Brief —
Transcribe the lines from the one containing "Exercise. Point to every instance of the black" through the end of the lines below without any changes, omitting the pictures.

Excerpts from point annotation data
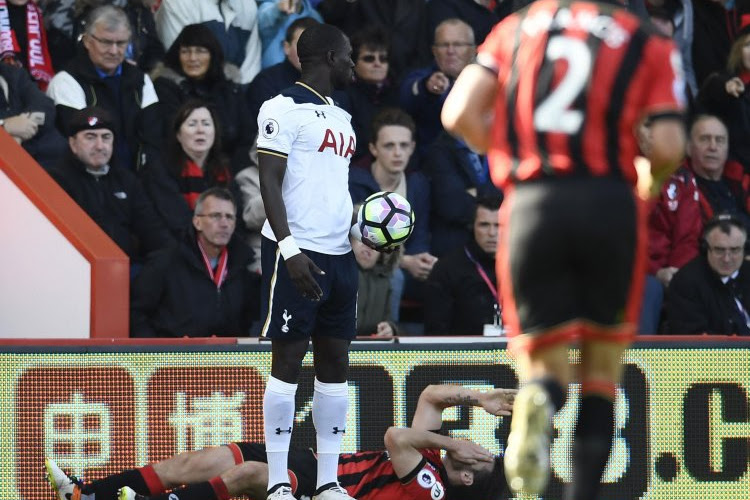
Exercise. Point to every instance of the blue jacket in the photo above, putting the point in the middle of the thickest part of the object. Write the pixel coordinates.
(362, 184)
(451, 173)
(423, 106)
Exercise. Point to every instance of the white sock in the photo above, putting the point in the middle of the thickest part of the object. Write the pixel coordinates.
(330, 403)
(278, 418)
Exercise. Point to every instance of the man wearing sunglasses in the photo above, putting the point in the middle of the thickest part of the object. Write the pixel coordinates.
(200, 286)
(98, 75)
(711, 293)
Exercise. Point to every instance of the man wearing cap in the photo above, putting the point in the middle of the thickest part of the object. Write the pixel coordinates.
(112, 196)
(98, 75)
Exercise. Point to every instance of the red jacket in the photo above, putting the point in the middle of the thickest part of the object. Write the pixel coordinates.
(675, 222)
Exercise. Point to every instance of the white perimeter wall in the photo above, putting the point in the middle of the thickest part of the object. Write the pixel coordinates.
(45, 283)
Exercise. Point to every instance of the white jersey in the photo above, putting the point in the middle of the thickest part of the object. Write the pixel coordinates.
(317, 140)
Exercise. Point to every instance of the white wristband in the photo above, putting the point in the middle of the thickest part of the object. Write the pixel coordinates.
(288, 247)
(356, 232)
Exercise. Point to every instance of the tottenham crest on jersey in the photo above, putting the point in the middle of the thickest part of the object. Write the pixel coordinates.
(270, 128)
(426, 478)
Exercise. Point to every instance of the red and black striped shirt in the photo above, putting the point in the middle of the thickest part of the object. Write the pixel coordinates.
(575, 78)
(370, 476)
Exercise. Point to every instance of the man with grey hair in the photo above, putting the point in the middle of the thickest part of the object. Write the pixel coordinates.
(424, 90)
(98, 76)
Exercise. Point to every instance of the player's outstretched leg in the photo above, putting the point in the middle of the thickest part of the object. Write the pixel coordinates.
(66, 487)
(527, 453)
(206, 490)
(126, 493)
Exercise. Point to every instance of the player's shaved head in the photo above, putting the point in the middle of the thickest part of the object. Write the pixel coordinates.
(316, 41)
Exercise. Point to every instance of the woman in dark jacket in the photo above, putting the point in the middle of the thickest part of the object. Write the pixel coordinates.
(194, 69)
(728, 96)
(193, 163)
(66, 22)
(372, 90)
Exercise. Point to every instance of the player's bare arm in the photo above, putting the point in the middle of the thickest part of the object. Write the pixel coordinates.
(301, 268)
(436, 398)
(468, 109)
(403, 445)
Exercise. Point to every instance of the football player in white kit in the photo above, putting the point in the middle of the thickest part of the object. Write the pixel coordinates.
(305, 143)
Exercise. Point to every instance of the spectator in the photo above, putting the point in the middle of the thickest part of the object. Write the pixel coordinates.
(97, 76)
(274, 18)
(715, 27)
(199, 286)
(276, 78)
(461, 292)
(711, 294)
(194, 69)
(727, 95)
(424, 90)
(29, 116)
(234, 22)
(404, 21)
(374, 293)
(23, 40)
(67, 22)
(457, 176)
(481, 15)
(193, 164)
(392, 144)
(372, 89)
(112, 196)
(723, 184)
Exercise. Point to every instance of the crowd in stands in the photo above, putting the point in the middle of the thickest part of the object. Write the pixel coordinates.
(145, 113)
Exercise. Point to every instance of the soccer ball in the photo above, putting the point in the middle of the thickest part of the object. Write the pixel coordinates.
(385, 219)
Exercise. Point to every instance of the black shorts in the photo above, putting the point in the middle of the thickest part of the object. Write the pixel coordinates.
(302, 465)
(287, 315)
(571, 259)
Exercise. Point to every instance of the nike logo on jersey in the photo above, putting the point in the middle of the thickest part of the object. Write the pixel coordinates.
(337, 144)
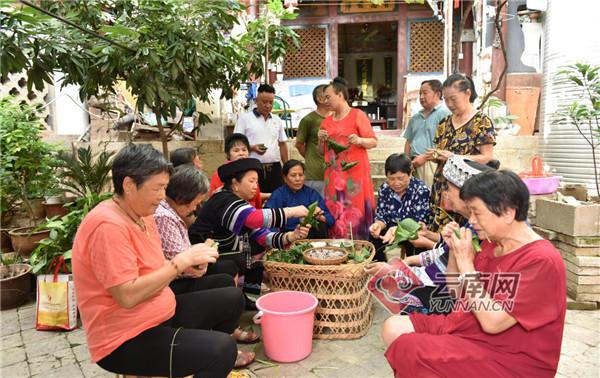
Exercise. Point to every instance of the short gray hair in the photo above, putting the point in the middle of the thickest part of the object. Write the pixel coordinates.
(186, 184)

Response below —
Exercise. Point to every instance of the black shorts in the photo above, putting the point in the middle of the thickest part of the object. Write the pixel coordinates.
(302, 465)
(287, 315)
(571, 259)
Exercise. Point to every instance of the nike logo on jersey in the photo above, putting the point in the middle of the thickest part of the object. Write the pixel coordinates.
(337, 144)
Exercise. Point to every instance of the short gray hair in the photo above, putting the point in the middle of the thickest part of the object. Write the pixel coordinates.
(186, 184)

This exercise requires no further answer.